━━ Text passage ━━

Some American colleges and universities helped out by waiving tuition payments and giving the Chinese part-time jobs and loans, but the scope of the problem required federal intervention. After 1949, the United States allocated emergency funds for Chinese foreign students, whether or not they intended to return to mainland China. In total, between 1949 and 1955, the government appropriated slightly more than $8 million to help the stranded students complete their degrees in the United States.

During this time, many of these stranded scholars resolved to build new lives for themselves in the United States. Some decided to work for their doctorates, if only to remain full-time students and avoid cancellation of their visas. Those who already held a Ph.D. took research positions as visiting scholars at various institutions. As it turned out, their timing was fortunate: they had obtained their credentials just before American universities began a rapid expansion. The arms race between the United States and the Soviet Union brought massive U.S. government investment in science and technology, which led to new academic departments in those fields at many universities. At the same time, World War II veterans, eager to get their degrees on the GI Bill, were filling college classrooms, necessitating the hiring of new professors. With universities scrambling to find qualified faculty, and with a shortage of existing Ph.D.s in the United States, foreign Chinese intellectuals soon became hot commodities in the academic market.

━━━

### [Problem description]
Return the part of the passage on stranded Chinese students starting with "Some American colleges" and going on through "degrees in the United States.", copied word for word.

━━ Data extract ━━

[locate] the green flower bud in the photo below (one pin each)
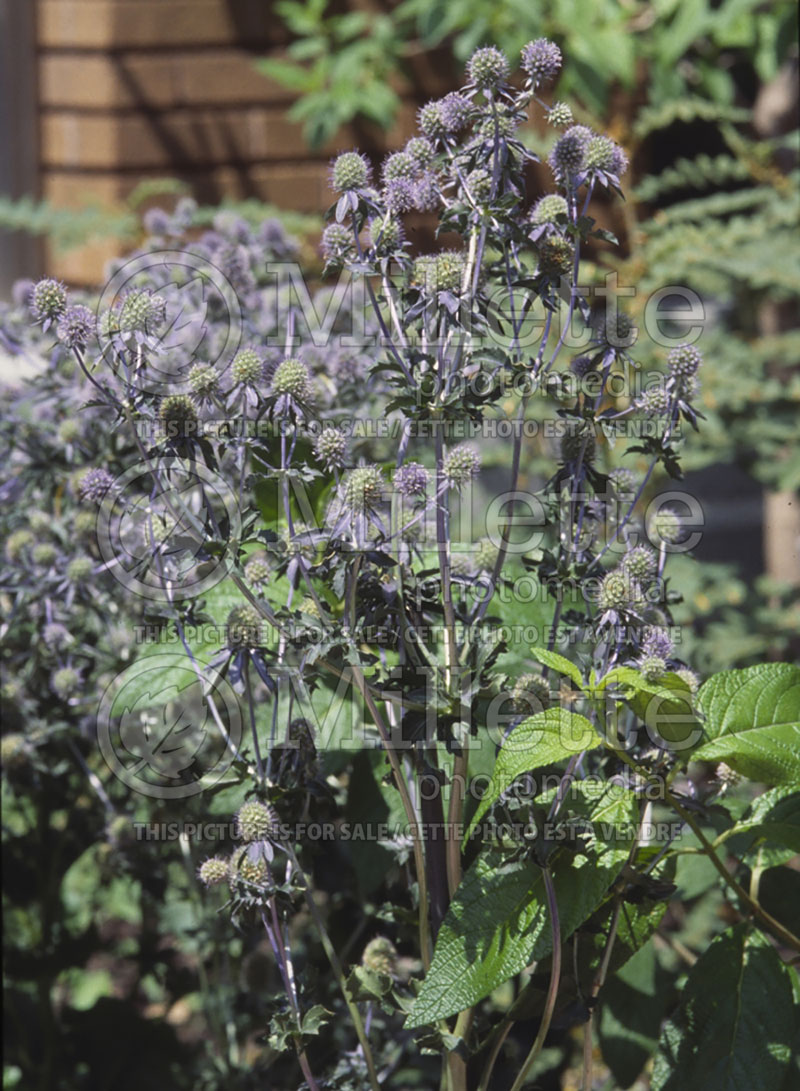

━━━

### [In response]
Some American colleges and universities helped out by waiving tuition payments and giving the Chinese part-time jobs and loans, but the scope of the problem required federal intervention. After 1949, the United States allocated emergency funds for Chinese foreign students, whether or not they intended to return to mainland China. In total, between 1949 and 1955, the government appropriated slightly more than $8 million to help the stranded students complete their degrees in the United States.